··· Passage du texte

Jouer ou ne pas jouer?

Les clubs auront trois ans pour rembourser. Sans quoi, ils devront opérer des réductions salariales allant jusqu’à 20%. La durée totale du remboursement est, elle, de dix ans. La règle s’applique uniquement aux salaires dépassant le montant maximal du gain assuré au sens de la loi sur l’assurance accidents (environ 148 000 francs). Autrement dit, ce sont les salaires des joueurs dont il est question. «C’est une contrainte compréhensible. Si l’on doit passer par là, on le fera, reprend Raphaël Berger. Mais de toute façon, recourir à un prêt mènerait à une baisse de l’argent disponible pour payer des salaires… L’objectif serait de rembourser le plus rapidement possible, afin de redevenir indépendant financièrement.»

Le conditionnel reste de mise, car il ne sait pas encore si ni quand Fribourg-Gottéron demandera un prêt. «On va jouer jusqu’au 1er décembre, puis nous aurons une nouvelle évaluation sanitaire et financière. Si l’on voit que des matchs pourraient être reportés à février ou à mars avec du public, on préférera faire une pause.» Mais pour les sportifs comme pour tous les autres, l’incertitude actuelle n’autorise aucune projection, ne serait-ce qu’à moyen terme.

······

▶ _Consigne écrite A_
Relevez tous les mois de l'année cités dans le texte sur les prêts aux clubs.
▶ _Consigne écrite B_
D'après le texte sur les prêts aux clubs, jusqu'à quel pourcentage les réductions salariales peuvent-elles aller si les clubs ne remboursent pas dans les trois ans ?
▶ _Consigne écrite C_
Poursuivez le texte sur les prêts aux clubs après sa dernière phrase.

··· Données fournies

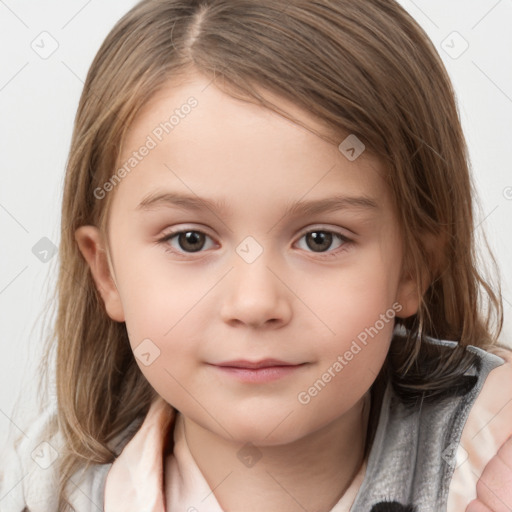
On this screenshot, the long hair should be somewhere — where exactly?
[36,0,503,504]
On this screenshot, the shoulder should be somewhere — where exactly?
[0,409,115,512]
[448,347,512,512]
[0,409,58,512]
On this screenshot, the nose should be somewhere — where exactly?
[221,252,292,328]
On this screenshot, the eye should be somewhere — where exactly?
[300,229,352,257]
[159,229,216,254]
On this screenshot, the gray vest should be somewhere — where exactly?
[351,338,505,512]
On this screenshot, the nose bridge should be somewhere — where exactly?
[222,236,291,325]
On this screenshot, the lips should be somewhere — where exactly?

······
··· Données fournies

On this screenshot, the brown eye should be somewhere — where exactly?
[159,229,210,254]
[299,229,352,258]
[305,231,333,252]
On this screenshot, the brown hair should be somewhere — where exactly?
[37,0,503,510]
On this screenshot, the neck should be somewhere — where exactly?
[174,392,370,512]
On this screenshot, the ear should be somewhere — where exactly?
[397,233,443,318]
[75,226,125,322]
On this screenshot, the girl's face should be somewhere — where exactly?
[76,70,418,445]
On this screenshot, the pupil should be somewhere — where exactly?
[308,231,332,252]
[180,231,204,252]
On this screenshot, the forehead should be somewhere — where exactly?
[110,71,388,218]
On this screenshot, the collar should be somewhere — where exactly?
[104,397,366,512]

······
··· Données fournies

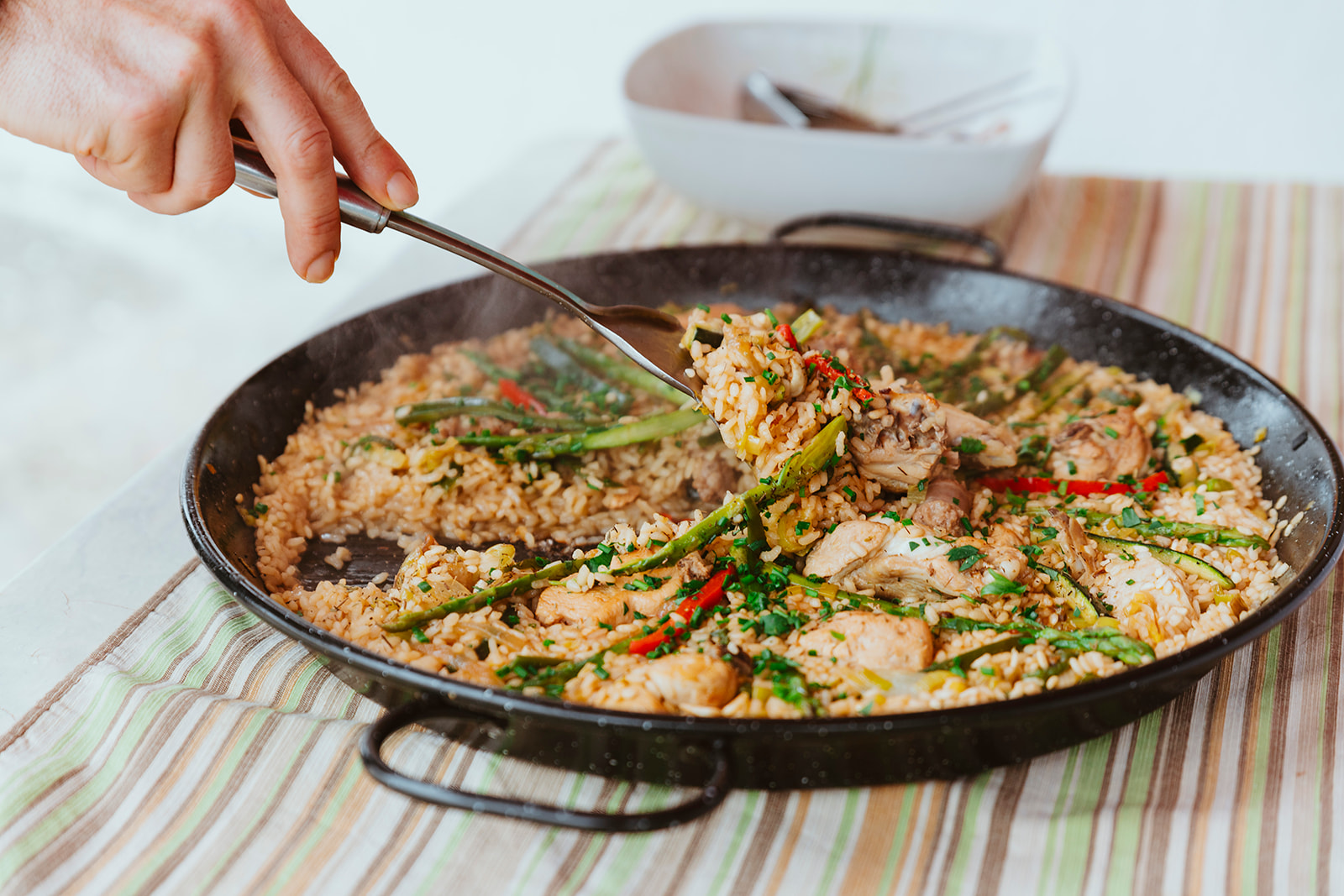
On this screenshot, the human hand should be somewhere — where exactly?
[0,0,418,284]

······

▶ _Réponse A_
décembre, février, mars

▶ _Réponse B_
Jusqu'à 20 %.

▶ _Réponse C_
A court terme, les footballeurs comme les hockeyeurs genevois sont à l’arrêt. Mais au-delà de ces mises en quarantaine, Didier Fischer veut continuer à jouer. «Si l’on ne joue pas, les actifs, c’est-à-dire les joueurs, perdent de la valeur. Et les droits TV pourraient baisser.» Mais à l’inverse, «si l’on peut bénéficier du chômage partiel pour des contrats à durée déterminée, ça peut couvrir une partie de la masse salariale… Honnêtement, c’est un calcul que je ne sais pas faire.» Car Didier Fischer refuse de se limiter à ces uniques considérations comptables. «Nous avons aussi le devoir d’apporter de l’émotion et du divertissement. Tant qu’il y a des combattants et de l’équité sportive, jouons! On veut jouer, c’est notre métier. C’est aussi cet esprit de compétition que nous enseignons à nos jeunes.»